* [Provided text]
-- Begin --

In most cases, the challenges these high schools encounter are not confined within the walls of the school but are shaped and heightened by the challenges faced by the school district and community in which they are located. Overall, data show that the identified low-performing high schools are tasked with educating high concentrations of the most at need and struggling high school students in the nation. (Click on the map below for a larger version.)


Five Archetypes and Similarities. To illuminate the intersection of school and community needs, the report describes five archetypes of the 1,300 low-graduation-rate high schools: a large urban fringe high school with a heavily Hispanic student body; an iconic big city neighborhood school; a rural high school educating an increasing number of poor, white students; the only high school in an economically distressed rust belt city; and an impoverished Southern school with an entirely Black student body.

While these archetypes emphasize the importance of local context in designing solutions, they also share similarities: intense concentrations of student need; limits on their organic capacity to respond to that need and bring additional resources into their schools, in part because the district, community, and school are all struggling to meet high levels of student need; attempted reform without sustained success, notwithstanding external pressure to improve; and proud histories.

“The nation’s remaining low-performing high schools have not been swept up in the first waves of reform. They often have proud histories and are located in communities with economic challenges,” said Bob Balfanz, director, Everyone Graduates Center at Johns Hopkins University School of Education. “As states begin to act on their ESSA plans, the time is now to organize support for the neighborhoods and communities most in need, and to redesign their high schools to become engines of community development, growth, and cohesion in the 21st century.”

-- End --

* [To be done]
1: Update part of the excerpt on low-performing high schools: begin at the words that contain "While these archetypes" and stop after "and proud histories.", replacing "intense concentrations" with "heavy concentrations".
2: Using the excerpt on low-performing high schools, answer each question briefly.
(a) How many low-graduation-rate high schools do the report's five archetypes describe?
(b) Who is the director of the Everyone Graduates Center at Johns Hopkins University School of Education?
(c) What kind of students are the identified low-performing high schools tasked with educating in high concentrations?
3: Summarize the excerpt on low-performing high schools in two sentences.

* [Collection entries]

-- Begin --

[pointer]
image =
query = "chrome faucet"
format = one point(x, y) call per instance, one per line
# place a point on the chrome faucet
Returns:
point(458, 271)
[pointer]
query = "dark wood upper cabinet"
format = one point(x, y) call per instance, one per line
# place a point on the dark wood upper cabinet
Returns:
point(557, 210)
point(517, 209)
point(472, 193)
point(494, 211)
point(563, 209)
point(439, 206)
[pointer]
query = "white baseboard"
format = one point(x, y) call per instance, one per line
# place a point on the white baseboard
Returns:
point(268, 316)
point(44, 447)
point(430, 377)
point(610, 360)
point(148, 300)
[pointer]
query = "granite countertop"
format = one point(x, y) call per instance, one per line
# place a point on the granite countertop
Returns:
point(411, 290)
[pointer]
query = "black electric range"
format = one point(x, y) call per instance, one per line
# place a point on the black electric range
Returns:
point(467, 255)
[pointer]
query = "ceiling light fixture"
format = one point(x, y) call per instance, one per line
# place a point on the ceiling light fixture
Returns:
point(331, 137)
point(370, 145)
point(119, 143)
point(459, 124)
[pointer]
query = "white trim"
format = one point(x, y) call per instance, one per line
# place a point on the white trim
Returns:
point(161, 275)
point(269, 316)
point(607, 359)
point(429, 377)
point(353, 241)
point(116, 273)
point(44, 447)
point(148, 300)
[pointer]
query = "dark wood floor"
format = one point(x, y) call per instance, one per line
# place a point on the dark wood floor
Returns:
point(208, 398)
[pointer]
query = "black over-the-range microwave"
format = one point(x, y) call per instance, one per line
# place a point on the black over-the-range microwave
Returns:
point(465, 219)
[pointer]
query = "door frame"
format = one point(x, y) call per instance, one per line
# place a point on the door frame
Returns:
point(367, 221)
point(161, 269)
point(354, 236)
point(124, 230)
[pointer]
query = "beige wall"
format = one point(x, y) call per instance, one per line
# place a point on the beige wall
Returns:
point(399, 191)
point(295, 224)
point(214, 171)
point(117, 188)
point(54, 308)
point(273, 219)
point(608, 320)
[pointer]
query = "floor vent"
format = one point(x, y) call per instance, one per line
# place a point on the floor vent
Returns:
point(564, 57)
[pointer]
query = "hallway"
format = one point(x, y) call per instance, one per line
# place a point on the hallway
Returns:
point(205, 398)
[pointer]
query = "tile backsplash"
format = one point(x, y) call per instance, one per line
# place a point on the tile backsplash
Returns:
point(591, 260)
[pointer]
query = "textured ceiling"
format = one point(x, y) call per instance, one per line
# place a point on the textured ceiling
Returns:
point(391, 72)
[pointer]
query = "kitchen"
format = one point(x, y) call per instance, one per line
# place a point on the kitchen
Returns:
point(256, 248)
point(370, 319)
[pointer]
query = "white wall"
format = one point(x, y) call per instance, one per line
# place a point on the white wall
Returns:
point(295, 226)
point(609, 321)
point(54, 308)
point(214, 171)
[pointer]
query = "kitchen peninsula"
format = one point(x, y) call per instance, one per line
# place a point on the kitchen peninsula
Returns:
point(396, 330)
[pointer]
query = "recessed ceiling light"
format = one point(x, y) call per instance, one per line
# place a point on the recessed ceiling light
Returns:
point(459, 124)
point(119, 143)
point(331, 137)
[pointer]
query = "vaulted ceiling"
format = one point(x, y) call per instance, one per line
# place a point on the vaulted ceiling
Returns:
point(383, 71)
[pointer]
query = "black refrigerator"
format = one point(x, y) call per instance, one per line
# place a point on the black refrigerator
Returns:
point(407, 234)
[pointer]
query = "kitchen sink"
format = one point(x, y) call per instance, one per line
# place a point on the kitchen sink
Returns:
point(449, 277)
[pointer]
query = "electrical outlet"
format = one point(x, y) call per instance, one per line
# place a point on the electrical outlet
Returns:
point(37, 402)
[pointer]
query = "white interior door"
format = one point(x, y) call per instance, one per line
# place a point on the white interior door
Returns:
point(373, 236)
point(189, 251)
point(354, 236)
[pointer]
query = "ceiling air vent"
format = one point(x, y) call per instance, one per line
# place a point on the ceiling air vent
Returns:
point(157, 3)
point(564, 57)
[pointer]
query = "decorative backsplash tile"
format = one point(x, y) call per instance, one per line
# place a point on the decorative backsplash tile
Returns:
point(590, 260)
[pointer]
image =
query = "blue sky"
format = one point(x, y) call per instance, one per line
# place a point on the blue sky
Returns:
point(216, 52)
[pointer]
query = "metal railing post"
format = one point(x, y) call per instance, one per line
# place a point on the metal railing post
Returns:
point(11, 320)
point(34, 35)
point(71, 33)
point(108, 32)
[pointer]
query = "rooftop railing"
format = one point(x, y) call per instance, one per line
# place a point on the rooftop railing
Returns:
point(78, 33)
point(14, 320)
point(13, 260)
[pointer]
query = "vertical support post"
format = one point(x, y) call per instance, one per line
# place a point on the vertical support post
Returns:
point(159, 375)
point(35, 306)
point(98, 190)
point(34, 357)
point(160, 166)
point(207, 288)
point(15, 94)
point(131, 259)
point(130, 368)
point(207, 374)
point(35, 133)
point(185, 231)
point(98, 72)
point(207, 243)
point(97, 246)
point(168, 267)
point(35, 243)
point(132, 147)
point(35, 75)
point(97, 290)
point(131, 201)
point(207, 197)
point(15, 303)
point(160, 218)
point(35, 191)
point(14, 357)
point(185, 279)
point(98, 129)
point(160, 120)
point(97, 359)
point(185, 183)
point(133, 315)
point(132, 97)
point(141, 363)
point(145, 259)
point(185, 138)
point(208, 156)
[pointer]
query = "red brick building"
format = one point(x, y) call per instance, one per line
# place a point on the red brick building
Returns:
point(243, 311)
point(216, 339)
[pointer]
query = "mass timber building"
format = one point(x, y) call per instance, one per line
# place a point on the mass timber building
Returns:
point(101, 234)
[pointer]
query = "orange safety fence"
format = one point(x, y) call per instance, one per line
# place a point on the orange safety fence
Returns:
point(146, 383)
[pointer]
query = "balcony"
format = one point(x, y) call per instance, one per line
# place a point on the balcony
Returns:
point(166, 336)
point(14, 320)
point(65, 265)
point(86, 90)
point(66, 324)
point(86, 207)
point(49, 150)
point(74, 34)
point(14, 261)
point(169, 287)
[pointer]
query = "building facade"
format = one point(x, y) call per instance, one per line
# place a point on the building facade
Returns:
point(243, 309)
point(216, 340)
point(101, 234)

-- End --

* [Outputs in order]
1:
While these archetypes emphasize the importance of local context in designing solutions, they also share similarities: heavy concentrations of student need; limits on their organic capacity to respond to that need and bring additional resources into their schools, in part because the district, community, and school are all struggling to meet high levels of student need; attempted reform without sustained success, notwithstanding external pressure to improve; and proud histories.

2:
(a) 1,300
(b) Bob Balfanz
(c) The most at need and struggling high school students in the nation

3: The nation's identified low-performing high schools educate high concentrations of its most at-need students, and their challenges are shaped by struggling districts and communities. The report describes five archetypes of these schools that share intense student need, limited capacity to respond, unsuccessful reform attempts, and proud histories, and Bob Balfanz calls for organizing support and redesigning them as engines of community development.